- SOURCE EXTRACT
※ ※ ※
After writing that, I kept thinking that my experience was
that I got a 5-cycle a lot more than 20% of the time. Then
it dawned on me that assuming a random permutation was very
wrong. It has to be even! :-[ For the fraction that are
5-cycles, this reduces the denominator by a factor of 2, so
you would expect a 5-cycle 40% of the time. I figured this
would skew the expected number of stuck cubies also, but it
doesn't:
CLS number stuck expected-stuck
even
S11111 1 5
S221 15 1 1 = (1*5 + 15*1 + 20*2) / 60
S311 20 2
S5 24 0
odd
S41 30 1
S32 20 0 1 = (30*1 + 10*3) / 60
S2111 10 3
It is probably still not entirely appropriate to assume that
after lots of solving moves, then, when you get down to 5
unplaced cubies that their permutation is random even; but the
above numbers for even permutations are consistent with my
experience. (Not that I have been counting - just 'feel'.)
※ ※ ※
- INPUT FOR THIS TASK

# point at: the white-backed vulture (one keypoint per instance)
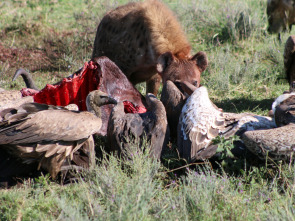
(50, 135)
(201, 121)
(150, 126)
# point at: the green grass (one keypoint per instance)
(245, 73)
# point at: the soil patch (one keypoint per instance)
(31, 59)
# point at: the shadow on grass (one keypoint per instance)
(238, 105)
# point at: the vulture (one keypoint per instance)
(150, 126)
(50, 137)
(173, 97)
(201, 121)
(283, 109)
(289, 59)
(277, 143)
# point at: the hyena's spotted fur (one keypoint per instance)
(145, 38)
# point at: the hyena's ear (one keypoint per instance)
(164, 61)
(201, 60)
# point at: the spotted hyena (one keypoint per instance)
(147, 43)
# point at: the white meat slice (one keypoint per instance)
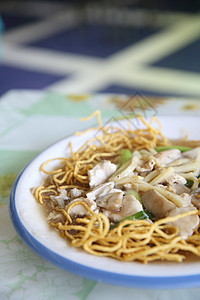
(195, 201)
(156, 203)
(100, 190)
(167, 156)
(186, 225)
(101, 172)
(130, 206)
(75, 193)
(191, 153)
(146, 166)
(112, 200)
(79, 210)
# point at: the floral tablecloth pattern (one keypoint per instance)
(29, 122)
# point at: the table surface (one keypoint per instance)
(29, 122)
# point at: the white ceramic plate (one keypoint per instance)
(27, 217)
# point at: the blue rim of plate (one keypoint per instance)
(135, 281)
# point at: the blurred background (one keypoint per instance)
(112, 46)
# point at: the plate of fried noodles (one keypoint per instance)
(118, 203)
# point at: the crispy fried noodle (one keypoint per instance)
(129, 194)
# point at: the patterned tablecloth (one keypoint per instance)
(29, 122)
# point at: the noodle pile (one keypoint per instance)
(131, 240)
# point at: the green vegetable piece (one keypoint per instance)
(141, 215)
(135, 194)
(189, 183)
(181, 148)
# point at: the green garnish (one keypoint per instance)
(181, 148)
(189, 183)
(141, 215)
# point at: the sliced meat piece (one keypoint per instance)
(195, 201)
(191, 153)
(100, 190)
(130, 206)
(186, 225)
(101, 172)
(111, 201)
(175, 178)
(165, 157)
(126, 169)
(146, 166)
(156, 203)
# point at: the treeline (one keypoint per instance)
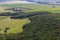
(45, 26)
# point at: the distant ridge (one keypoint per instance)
(17, 2)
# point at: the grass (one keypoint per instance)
(14, 25)
(36, 7)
※ ※ ※
- TASKS TO PERFORM
- 1) Restate the paragraph of the cube-permutation text beginning "It is probably still not entirely appropriate" more briefly, keeping its main facts.
- 2) Change "keypoint" to "marker" in the listing, starting with the line containing "# point at: the green grass" and going on through the end of the listing, and return only those lines with the pictures left out.
The listing has no connection to the cube-permutation text.

- RESULTS FOR EACH TASK
- 1) Even after many solving moves, assuming that the permutation of the last five unplaced cubies is random even is probably not entirely appropriate. Still, the figures given for even permutations match the writer's experience, which rests on a general feel rather than actual counting.

- 2)
# point at: the green grass (one marker per instance)
(245, 73)
# point at: the soil patch (one marker per instance)
(31, 59)
# point at: the shadow on grass (one marker per instance)
(238, 105)
# point at: the vulture (one marker per instance)
(150, 126)
(50, 137)
(173, 97)
(201, 121)
(283, 109)
(289, 59)
(277, 143)
# point at: the hyena's spotted fur (one marker per instance)
(145, 38)
# point at: the hyena's ear (one marker per instance)
(164, 61)
(201, 60)
# point at: the spotted hyena (one marker per instance)
(147, 43)
# point at: the white meat slice (one marker per instance)
(195, 201)
(156, 203)
(100, 190)
(167, 156)
(186, 225)
(101, 172)
(130, 206)
(75, 193)
(191, 153)
(146, 166)
(112, 200)
(79, 210)
# point at: the floral tablecloth pattern (one marker per instance)
(29, 122)
# point at: the table surface (one marker per instance)
(29, 122)
# point at: the white ceramic plate (one marker per instance)
(27, 217)
# point at: the blue rim of plate (one marker per instance)
(135, 281)
# point at: the blurred background (one marker per instance)
(112, 46)
# point at: the plate of fried noodles (one marker per instance)
(118, 203)
# point at: the crispy fried noodle (one marker per instance)
(129, 194)
# point at: the patterned tablecloth (one marker per instance)
(29, 122)
# point at: the noodle pile (one marker per instance)
(131, 240)
# point at: the green vegetable piece (one marker per instance)
(141, 215)
(135, 194)
(189, 183)
(181, 148)
# point at: the green garnish (one marker per instance)
(181, 148)
(189, 183)
(141, 215)
# point at: the sliced meat piece (one marker per instance)
(195, 201)
(191, 153)
(100, 190)
(130, 206)
(186, 225)
(101, 172)
(111, 201)
(175, 178)
(165, 157)
(126, 169)
(146, 166)
(156, 203)
# point at: the treeline (one marker per instance)
(45, 26)
# point at: the distant ridge (one marker per instance)
(17, 2)
# point at: the grass (one marker per instance)
(14, 25)
(36, 7)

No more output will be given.